[Start of Text segment]
# Damiki Vault (Blade Lure)



## GoneFishn (May 17, 2007)

I have just picked up one of the Damiki Vault lures in the 55 :lol: these little beauties look the goods for the up and coming Snapper season :twisted: :lol: (with upgraded terminal)


----------



## mattyp (Mar 7, 2008)

They look good Kelly
I like the looks of 014H, 233H, 234H and 273H patterns.
Which one did you purchase?


----------



## YakN00b (Jun 9, 2008)

GoneFishn said:


> I have just picked up one of the Damiki Vault lures in the 55 :lol: these little beauties look the goods for the up and coming Snapper season :twisted: :lol: (with upgraded terminal)


I have several 42's havent seen the 55's in shops here yet.

I have 005, 019, 23611 and what could be 012h. Lost a 005 and a 016 before after hooking several decent sized bream on them in about 20 minutes biggest was 38cm


----------



## breamski (May 3, 2009)

GoneFishn said:


> I have just picked up one of the Damiki Vault lures in the 55 :lol: these little beauties look the goods for the up and coming Snapper season :twisted: :lol: (with upgraded terminal)


are they available at bcf?


----------



## Ranger (May 31, 2008)

I'd consider the Vaults better than the Ecogear VX's, and they certainly have a better colour range.

It's a brilliant action to feel through ya rod, and I'm on a bit of a blade craze at the moment. I'm prefering blades to soft plastics for deep water.
[End of Text segment]
- Given exercise A
Repeat the stretch of the Damiki Vault thread from "## GoneFishn (May" through "and 273H patterns.".
- Given exercise B
Write the next part of the Damiki Vault thread, picking up after its last sentence.
The listing that comes next is separate from the Damiki Vault thread.
[Start of Supplied information]
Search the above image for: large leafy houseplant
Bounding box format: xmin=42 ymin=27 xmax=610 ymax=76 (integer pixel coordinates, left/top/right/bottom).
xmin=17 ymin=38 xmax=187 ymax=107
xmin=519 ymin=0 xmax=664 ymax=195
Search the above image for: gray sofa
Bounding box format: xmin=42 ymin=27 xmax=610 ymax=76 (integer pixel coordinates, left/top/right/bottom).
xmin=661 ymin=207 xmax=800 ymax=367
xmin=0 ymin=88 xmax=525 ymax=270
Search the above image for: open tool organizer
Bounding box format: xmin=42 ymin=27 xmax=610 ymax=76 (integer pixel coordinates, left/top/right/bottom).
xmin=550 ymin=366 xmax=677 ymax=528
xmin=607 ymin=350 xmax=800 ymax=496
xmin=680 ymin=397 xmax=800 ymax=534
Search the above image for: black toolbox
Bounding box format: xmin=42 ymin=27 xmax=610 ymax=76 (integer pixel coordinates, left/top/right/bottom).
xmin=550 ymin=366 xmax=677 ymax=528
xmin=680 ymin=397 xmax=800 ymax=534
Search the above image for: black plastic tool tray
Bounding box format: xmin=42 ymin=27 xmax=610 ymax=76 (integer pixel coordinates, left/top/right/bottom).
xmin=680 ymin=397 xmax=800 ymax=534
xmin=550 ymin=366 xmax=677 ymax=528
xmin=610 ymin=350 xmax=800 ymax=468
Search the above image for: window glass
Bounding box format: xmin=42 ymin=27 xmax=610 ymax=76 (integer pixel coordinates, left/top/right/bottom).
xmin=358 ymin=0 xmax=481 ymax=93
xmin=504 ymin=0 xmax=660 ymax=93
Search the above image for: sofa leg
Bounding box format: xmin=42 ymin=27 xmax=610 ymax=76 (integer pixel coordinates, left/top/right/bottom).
[End of Supplied information]
- Reply A
## GoneFishn (May 17, 2007)

I have just picked up one of the Damiki Vault lures in the 55 :lol: these little beauties look the goods for the up and coming Snapper season :twisted: :lol: (with upgraded terminal)


----------



## mattyp (Mar 7, 2008)

They look good Kelly
I like the looks of 014H, 233H, 234H and 273H patterns.

- Reply B
Here in Adelaide they've been smashing the Bream, and I've also picked up a few pinkies (to 40cm) on them whilst targetting Bream alongside concrete walls and pylons, so the Snapper certainly seem to like them too.


----------



## fishingchap (Sep 7, 2007)

are you alowed to anser the question of how much?? ;-)


----------



## breamski (May 3, 2009)

heres my list 8) 
42
-Black Holo
-Black Gold Holo
-Red Ghost
-Mat Tiger

55
-Crystal
-Spot Blue Holo
-Spot Pink Holo

i might change the trebles to doubles


----------



## GoneFishn (May 17, 2007)

fishingchap said:


> are you alowed to anser the question of how much?? ;-)


Probably not but as long as I dont say where I got it from ;-) it should be ok $14.95


----------



## mattyp (Mar 7, 2008)

Picked one up today.
Got the 55 Black Gold (236H)
Good price too.


----------



## GoneFishn (May 17, 2007)

Have to say very happy with these lures  I started off using Sp's for the sambos yesterday and did manage the odd one but Neil who was fishing just a few metres away was pulling a fish nearly every cast using a metal slice. So I put on the Vault and first cast it got hit on the drop and now I was getting fish nearly every cast. I also did a bit of a troll with it and also picked up some *****'s :lol: But the main result I wanted was to get a couple of snapper/pinkies which I did  So overall very happy, they have a very strong action and cast very well. I did change the rear treble to a single and the front treble I cut off the bottom hook to reduce the chance of snagging.


----------



## mattyp (Mar 7, 2008)

Jees Kelly, That vault has taken a pounding from one session.
Though you should get a few sessions out of it yet.
Not bad for the price of a bag of frozen Pillies!


----------



## GoneFishn (May 17, 2007)

It sure did, not all the damage is from fish as I was fishing over a very rocky/reefy section  I may put a coat of rod varnish or something to stop further chipping of the paint, but to be honest I think if all the paint did come off it would probably still work :lol:


----------



## youngyaker (Jun 14, 2009)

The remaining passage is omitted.